— begin Input —
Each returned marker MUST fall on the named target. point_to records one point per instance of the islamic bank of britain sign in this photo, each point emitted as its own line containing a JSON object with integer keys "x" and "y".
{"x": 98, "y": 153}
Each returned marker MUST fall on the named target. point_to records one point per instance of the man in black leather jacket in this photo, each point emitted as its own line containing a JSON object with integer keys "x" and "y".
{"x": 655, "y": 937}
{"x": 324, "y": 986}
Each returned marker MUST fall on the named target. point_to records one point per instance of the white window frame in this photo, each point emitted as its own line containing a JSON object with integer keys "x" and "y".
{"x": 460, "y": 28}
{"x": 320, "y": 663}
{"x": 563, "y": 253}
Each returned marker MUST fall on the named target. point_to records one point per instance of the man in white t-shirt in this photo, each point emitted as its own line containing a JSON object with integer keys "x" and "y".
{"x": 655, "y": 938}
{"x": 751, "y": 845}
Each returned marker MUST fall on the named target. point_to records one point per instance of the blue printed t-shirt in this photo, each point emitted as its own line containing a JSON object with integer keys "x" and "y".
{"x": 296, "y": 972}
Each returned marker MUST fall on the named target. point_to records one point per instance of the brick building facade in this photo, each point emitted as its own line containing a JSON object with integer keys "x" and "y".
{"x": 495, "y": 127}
— end Input —
— begin Input —
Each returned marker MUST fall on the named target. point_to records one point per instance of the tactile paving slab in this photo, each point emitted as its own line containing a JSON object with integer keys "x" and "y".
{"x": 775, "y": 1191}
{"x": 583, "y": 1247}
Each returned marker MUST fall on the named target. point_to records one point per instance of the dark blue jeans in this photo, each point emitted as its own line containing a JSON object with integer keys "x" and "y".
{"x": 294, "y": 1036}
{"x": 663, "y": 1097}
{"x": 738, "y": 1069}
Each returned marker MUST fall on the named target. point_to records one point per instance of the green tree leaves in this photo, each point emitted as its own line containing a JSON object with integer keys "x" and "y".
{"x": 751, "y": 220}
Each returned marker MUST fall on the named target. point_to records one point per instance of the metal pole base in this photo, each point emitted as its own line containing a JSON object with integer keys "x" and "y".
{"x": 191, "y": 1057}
— end Input —
— begin Input —
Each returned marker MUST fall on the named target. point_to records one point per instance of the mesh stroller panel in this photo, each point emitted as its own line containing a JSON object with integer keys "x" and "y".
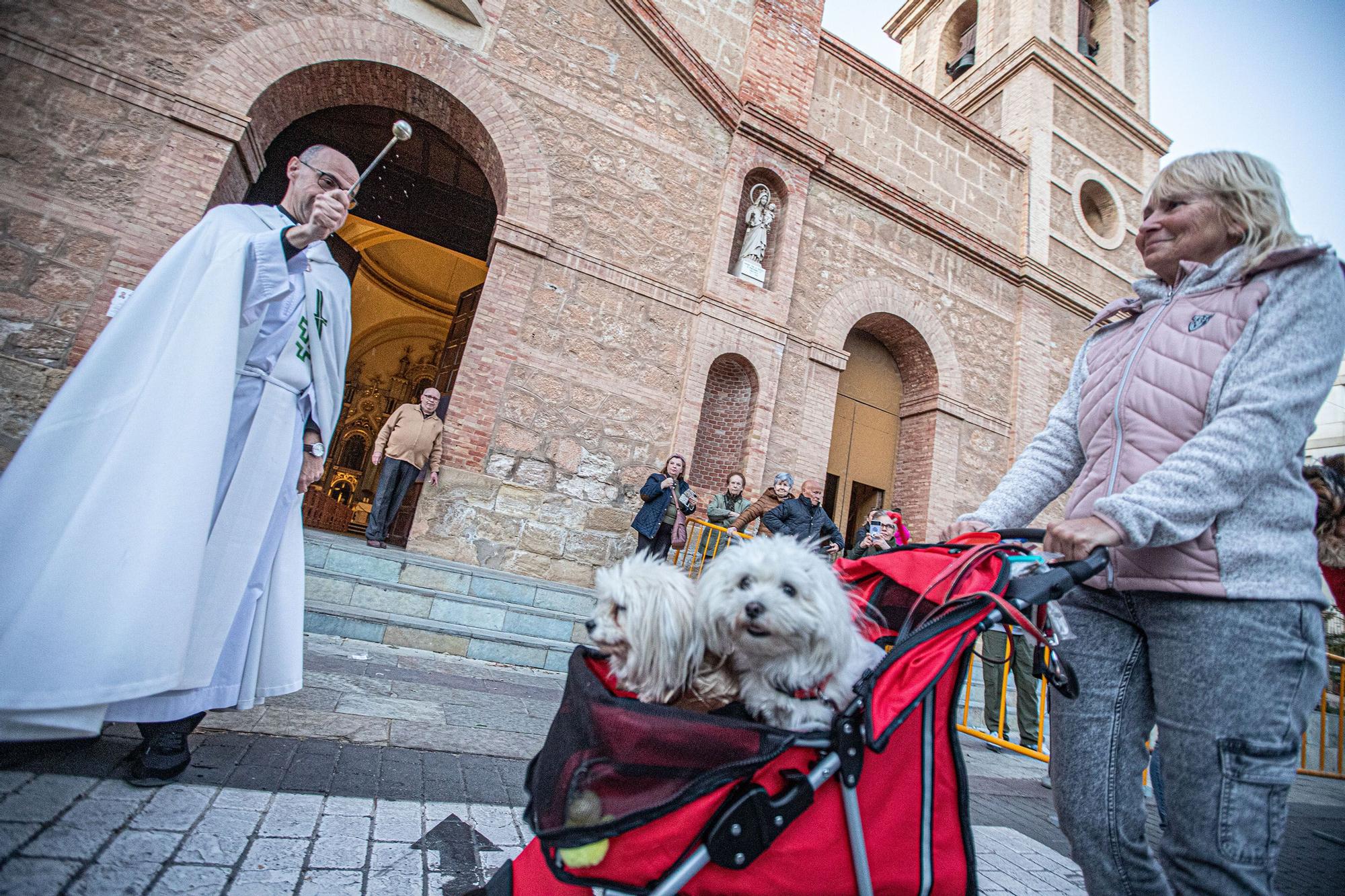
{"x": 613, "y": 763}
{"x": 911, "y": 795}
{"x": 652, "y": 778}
— end Input —
*The problem:* Please count the lines of the records above that contain the word "blue" and give only that number.

*Task answer:* 2